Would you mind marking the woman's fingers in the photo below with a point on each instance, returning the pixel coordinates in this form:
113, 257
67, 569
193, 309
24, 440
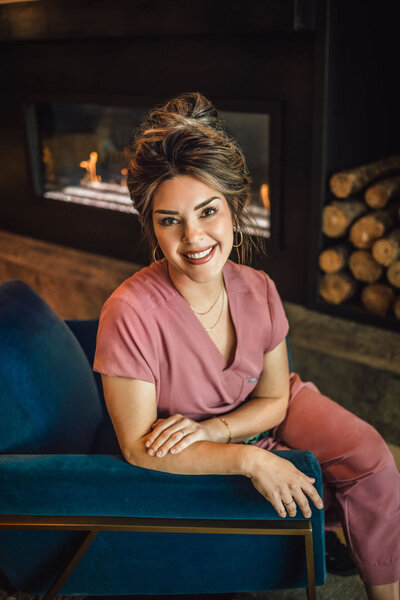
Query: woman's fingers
167, 434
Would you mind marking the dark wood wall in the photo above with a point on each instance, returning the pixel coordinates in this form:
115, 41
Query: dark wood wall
264, 55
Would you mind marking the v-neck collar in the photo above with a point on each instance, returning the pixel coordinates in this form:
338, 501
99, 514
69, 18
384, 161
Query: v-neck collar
231, 295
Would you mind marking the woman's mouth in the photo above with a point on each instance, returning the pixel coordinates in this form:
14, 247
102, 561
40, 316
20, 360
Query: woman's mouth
201, 256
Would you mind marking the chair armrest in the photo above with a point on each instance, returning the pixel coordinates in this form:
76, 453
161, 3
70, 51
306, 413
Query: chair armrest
106, 485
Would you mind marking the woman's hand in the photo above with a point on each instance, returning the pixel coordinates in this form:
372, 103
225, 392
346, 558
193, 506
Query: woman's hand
287, 488
174, 435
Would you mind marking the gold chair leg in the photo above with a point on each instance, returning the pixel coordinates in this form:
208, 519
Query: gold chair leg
57, 585
311, 590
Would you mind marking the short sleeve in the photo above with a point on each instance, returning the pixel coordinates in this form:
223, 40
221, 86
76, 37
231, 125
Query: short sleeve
278, 320
124, 343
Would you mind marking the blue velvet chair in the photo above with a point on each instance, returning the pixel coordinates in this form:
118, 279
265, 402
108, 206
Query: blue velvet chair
75, 517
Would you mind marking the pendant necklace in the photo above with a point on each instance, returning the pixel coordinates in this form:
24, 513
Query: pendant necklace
219, 316
211, 307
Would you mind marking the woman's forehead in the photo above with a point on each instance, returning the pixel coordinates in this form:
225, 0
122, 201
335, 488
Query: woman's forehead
183, 192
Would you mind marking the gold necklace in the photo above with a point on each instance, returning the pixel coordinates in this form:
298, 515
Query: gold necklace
211, 307
219, 316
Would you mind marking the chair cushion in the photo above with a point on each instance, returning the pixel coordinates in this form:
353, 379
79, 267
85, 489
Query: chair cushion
48, 397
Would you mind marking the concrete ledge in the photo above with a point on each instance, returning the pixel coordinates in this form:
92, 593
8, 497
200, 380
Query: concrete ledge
356, 365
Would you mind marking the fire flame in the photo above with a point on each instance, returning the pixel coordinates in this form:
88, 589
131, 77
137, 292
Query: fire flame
264, 195
90, 166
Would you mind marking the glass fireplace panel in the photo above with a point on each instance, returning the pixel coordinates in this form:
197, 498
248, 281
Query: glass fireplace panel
84, 149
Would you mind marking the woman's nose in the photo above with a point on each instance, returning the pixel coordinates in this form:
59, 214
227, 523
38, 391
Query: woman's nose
192, 232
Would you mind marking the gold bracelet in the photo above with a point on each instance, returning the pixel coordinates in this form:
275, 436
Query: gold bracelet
225, 422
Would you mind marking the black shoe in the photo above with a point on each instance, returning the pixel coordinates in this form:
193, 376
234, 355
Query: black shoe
338, 560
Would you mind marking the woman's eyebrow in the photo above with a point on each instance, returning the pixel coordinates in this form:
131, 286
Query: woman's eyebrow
175, 212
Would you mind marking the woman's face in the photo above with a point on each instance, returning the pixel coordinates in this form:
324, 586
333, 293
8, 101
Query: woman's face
193, 225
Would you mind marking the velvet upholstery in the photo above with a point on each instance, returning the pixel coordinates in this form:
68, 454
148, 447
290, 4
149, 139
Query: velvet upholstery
39, 478
48, 398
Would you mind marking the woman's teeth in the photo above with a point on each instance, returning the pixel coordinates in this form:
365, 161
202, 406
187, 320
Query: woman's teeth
195, 255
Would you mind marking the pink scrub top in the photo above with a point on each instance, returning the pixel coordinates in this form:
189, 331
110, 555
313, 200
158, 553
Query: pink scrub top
148, 331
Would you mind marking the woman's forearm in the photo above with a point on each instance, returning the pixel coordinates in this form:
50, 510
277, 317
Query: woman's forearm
251, 418
200, 458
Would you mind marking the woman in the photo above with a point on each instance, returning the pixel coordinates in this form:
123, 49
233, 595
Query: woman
193, 356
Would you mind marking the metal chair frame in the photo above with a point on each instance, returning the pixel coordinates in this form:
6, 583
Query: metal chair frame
95, 525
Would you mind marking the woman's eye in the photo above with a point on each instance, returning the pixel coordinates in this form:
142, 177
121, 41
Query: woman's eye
210, 210
168, 221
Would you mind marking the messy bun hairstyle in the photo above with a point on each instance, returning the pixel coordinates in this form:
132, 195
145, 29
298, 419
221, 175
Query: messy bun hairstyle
185, 137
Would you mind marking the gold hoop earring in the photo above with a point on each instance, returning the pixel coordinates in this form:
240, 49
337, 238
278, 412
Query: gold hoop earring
237, 230
154, 255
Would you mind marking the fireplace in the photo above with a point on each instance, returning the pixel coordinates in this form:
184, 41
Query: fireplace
290, 78
80, 154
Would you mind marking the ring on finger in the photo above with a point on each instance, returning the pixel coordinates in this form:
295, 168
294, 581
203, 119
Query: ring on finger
288, 503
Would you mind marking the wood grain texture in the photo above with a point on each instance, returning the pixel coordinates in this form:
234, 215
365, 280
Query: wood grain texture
74, 283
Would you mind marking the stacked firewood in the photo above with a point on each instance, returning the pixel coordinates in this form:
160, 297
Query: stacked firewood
363, 227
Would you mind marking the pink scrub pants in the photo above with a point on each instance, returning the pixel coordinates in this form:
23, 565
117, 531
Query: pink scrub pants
361, 483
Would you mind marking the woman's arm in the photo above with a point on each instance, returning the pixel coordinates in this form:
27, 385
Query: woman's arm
266, 409
132, 407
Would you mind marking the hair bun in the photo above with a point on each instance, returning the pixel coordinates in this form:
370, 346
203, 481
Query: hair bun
188, 109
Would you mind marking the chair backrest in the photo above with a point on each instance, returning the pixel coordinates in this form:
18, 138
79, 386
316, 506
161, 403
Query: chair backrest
105, 441
49, 402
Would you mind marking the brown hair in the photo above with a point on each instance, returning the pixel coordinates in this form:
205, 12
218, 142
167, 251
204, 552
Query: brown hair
185, 137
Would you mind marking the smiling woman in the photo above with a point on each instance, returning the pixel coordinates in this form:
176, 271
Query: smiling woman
193, 356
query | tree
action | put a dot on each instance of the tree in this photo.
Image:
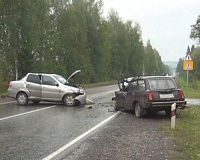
(195, 31)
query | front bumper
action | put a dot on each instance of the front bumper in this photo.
(166, 105)
(81, 98)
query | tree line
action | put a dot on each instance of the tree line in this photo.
(194, 52)
(61, 36)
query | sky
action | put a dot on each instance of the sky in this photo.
(166, 23)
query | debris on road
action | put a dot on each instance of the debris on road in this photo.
(88, 102)
(88, 107)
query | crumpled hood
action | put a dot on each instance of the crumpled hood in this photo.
(73, 74)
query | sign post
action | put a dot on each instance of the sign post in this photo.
(188, 66)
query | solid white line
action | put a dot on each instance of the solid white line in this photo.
(17, 115)
(111, 91)
(78, 138)
(7, 102)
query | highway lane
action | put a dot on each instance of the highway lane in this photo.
(36, 131)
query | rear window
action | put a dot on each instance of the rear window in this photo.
(161, 84)
(33, 78)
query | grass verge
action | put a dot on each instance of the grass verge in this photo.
(186, 136)
(191, 93)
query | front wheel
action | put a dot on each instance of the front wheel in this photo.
(116, 107)
(138, 111)
(22, 99)
(69, 100)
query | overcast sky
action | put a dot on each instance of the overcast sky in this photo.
(166, 23)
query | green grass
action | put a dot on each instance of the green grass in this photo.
(191, 93)
(4, 93)
(186, 135)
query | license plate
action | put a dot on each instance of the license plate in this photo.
(166, 96)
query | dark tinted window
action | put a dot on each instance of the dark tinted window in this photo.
(33, 78)
(140, 85)
(47, 80)
(162, 83)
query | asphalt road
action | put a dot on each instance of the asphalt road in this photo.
(34, 132)
(54, 131)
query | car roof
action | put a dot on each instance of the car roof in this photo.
(146, 77)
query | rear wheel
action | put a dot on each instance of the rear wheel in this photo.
(138, 110)
(116, 107)
(69, 100)
(35, 101)
(22, 99)
(168, 112)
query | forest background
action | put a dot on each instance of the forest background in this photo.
(51, 36)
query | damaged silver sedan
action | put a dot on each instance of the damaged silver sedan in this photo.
(38, 87)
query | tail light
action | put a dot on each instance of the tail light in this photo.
(150, 96)
(10, 85)
(181, 94)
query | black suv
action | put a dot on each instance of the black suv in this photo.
(149, 93)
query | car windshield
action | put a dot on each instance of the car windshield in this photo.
(161, 84)
(60, 79)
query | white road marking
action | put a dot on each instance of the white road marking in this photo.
(111, 91)
(17, 115)
(7, 102)
(79, 138)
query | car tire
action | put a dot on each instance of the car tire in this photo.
(69, 100)
(22, 99)
(35, 102)
(116, 107)
(168, 113)
(138, 110)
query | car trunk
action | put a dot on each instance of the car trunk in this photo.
(167, 95)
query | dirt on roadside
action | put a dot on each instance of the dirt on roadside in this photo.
(129, 138)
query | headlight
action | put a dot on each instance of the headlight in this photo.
(80, 91)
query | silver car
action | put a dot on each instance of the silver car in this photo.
(38, 87)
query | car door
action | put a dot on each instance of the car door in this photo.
(50, 88)
(130, 95)
(33, 85)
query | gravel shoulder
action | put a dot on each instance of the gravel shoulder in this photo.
(129, 138)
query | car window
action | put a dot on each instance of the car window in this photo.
(33, 78)
(47, 80)
(131, 86)
(60, 79)
(161, 84)
(140, 85)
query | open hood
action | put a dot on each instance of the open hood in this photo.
(73, 74)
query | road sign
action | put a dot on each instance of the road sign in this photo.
(188, 58)
(188, 65)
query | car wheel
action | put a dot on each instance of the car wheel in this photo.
(138, 110)
(116, 107)
(22, 99)
(168, 113)
(69, 100)
(35, 102)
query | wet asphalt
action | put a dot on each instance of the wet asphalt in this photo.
(34, 132)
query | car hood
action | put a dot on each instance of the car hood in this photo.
(73, 74)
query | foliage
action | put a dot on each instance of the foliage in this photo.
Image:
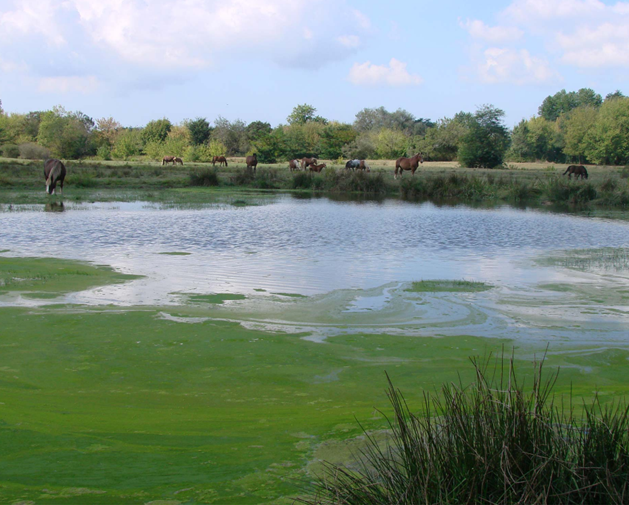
(493, 441)
(561, 102)
(199, 129)
(156, 130)
(486, 141)
(32, 151)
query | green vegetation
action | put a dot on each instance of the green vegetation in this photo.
(437, 286)
(493, 441)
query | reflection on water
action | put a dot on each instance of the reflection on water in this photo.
(301, 246)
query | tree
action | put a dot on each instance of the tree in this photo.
(303, 114)
(199, 130)
(156, 130)
(561, 102)
(487, 139)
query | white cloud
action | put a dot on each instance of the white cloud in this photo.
(492, 34)
(69, 84)
(512, 66)
(395, 75)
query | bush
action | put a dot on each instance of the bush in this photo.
(32, 151)
(205, 177)
(10, 151)
(493, 441)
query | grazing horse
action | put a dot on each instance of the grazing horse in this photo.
(54, 172)
(306, 162)
(317, 168)
(252, 161)
(220, 160)
(411, 164)
(577, 170)
(352, 164)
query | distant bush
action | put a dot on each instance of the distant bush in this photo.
(204, 177)
(32, 151)
(10, 151)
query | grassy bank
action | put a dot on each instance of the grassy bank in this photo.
(528, 183)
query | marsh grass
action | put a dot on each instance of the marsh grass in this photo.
(492, 441)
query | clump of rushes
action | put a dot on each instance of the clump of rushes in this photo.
(492, 441)
(204, 177)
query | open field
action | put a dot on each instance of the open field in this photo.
(530, 183)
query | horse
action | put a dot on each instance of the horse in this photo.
(252, 161)
(411, 164)
(352, 164)
(363, 166)
(306, 162)
(577, 170)
(317, 168)
(54, 172)
(220, 160)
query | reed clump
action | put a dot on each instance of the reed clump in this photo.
(493, 441)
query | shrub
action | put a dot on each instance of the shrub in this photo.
(10, 151)
(493, 441)
(32, 151)
(204, 177)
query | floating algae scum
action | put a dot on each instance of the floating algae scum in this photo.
(224, 349)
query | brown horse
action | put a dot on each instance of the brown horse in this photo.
(220, 160)
(577, 170)
(317, 168)
(54, 173)
(252, 161)
(306, 162)
(411, 164)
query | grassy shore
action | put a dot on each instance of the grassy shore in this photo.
(527, 183)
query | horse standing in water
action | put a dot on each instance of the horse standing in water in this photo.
(252, 161)
(220, 160)
(54, 173)
(577, 170)
(411, 164)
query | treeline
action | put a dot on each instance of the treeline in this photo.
(570, 127)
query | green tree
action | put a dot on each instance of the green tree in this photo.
(561, 102)
(199, 130)
(487, 139)
(156, 130)
(575, 126)
(607, 141)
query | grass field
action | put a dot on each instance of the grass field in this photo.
(168, 405)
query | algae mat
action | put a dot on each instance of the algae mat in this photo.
(208, 403)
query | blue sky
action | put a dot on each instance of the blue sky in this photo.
(138, 60)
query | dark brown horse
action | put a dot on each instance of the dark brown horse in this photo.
(54, 173)
(411, 164)
(577, 170)
(306, 162)
(220, 160)
(252, 161)
(317, 168)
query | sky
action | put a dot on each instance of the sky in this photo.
(139, 60)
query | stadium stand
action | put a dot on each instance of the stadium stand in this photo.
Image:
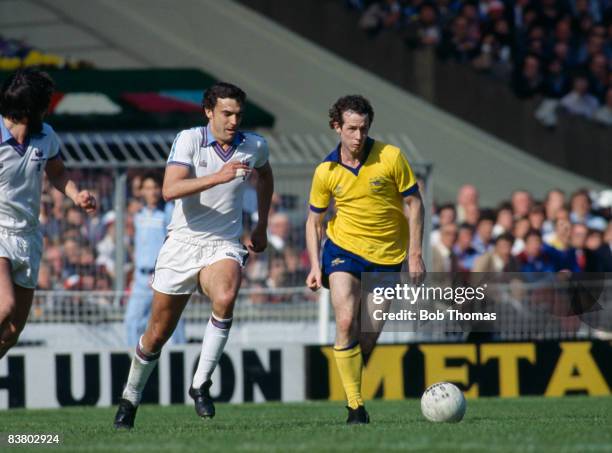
(539, 48)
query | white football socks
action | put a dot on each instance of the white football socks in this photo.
(143, 364)
(215, 337)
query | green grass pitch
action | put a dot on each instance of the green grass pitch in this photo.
(571, 424)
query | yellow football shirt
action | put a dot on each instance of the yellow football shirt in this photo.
(369, 219)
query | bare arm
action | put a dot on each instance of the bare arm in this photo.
(179, 183)
(56, 172)
(314, 233)
(415, 215)
(265, 189)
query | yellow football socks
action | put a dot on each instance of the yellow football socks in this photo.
(350, 366)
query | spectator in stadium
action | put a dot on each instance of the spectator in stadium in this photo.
(471, 214)
(537, 216)
(604, 251)
(603, 115)
(555, 200)
(579, 101)
(45, 278)
(522, 201)
(279, 228)
(463, 249)
(381, 14)
(528, 80)
(277, 275)
(556, 82)
(483, 239)
(560, 238)
(369, 232)
(28, 146)
(446, 214)
(499, 259)
(424, 31)
(467, 195)
(202, 249)
(598, 76)
(151, 227)
(443, 257)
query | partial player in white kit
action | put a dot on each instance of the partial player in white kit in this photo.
(205, 174)
(27, 147)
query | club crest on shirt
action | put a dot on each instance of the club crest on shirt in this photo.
(337, 261)
(376, 184)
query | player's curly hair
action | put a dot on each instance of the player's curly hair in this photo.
(222, 90)
(25, 94)
(353, 102)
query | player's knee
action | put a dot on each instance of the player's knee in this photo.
(344, 323)
(158, 338)
(10, 336)
(223, 303)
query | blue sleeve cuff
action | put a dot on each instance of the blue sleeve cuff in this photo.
(176, 162)
(411, 190)
(317, 210)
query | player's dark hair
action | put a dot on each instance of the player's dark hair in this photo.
(26, 94)
(222, 90)
(533, 232)
(467, 226)
(447, 206)
(355, 103)
(487, 214)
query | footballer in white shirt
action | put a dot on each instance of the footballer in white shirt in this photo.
(206, 175)
(27, 148)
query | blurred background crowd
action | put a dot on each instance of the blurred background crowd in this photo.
(563, 231)
(559, 50)
(570, 232)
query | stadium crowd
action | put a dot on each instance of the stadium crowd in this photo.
(562, 232)
(559, 50)
(521, 234)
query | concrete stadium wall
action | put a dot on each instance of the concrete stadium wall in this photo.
(486, 103)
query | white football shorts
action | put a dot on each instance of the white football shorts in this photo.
(180, 261)
(24, 251)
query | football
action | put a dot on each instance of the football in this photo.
(443, 402)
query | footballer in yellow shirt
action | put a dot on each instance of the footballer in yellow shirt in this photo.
(370, 182)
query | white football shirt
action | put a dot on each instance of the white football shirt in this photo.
(21, 176)
(216, 213)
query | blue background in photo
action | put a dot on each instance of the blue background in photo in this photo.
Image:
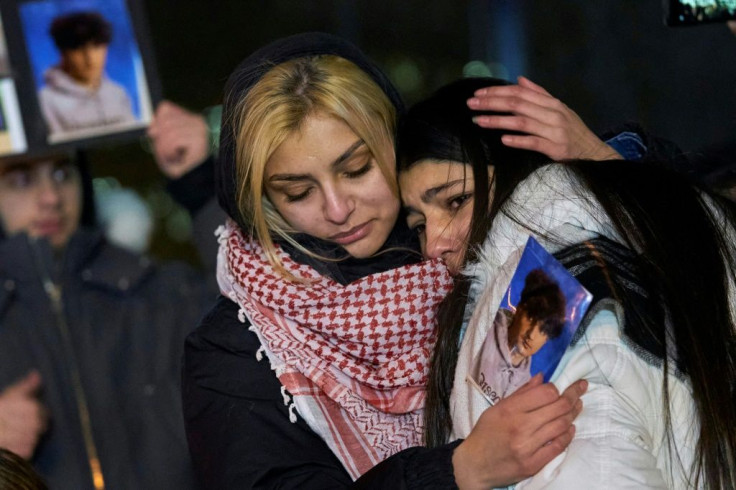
(578, 299)
(36, 19)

● ● ● ● ●

Extract the run of lines beginning with the line that holds "query | stadium crowd" and ending at the last line of the data, inclusive. Exclude any pictures from the copy.

**WORKED SOLUTION:**
query | stadium crowd
action | put a dot on each instance of the stadium crowd in this photo.
(562, 232)
(559, 50)
(521, 234)
query | concrete stadium wall
action | put a dot on each instance of the concrete stadium wall in this photo.
(486, 103)
query | white football shorts
action | put a dot on each instance of the white football shorts in this photo.
(180, 261)
(24, 251)
query | football
action | put a dot on each instance of the football in this photo.
(443, 402)
query | footballer in yellow shirt
action | put a dot on each instance of the footballer in yellow shirt in this photo.
(370, 182)
query | white football shirt
action | put a dot on each instance of the white football shirt in this photo.
(21, 176)
(216, 213)
query | blue background in photo
action | put a dot on each instance of the blue background in photo in this photo.
Image:
(578, 299)
(36, 19)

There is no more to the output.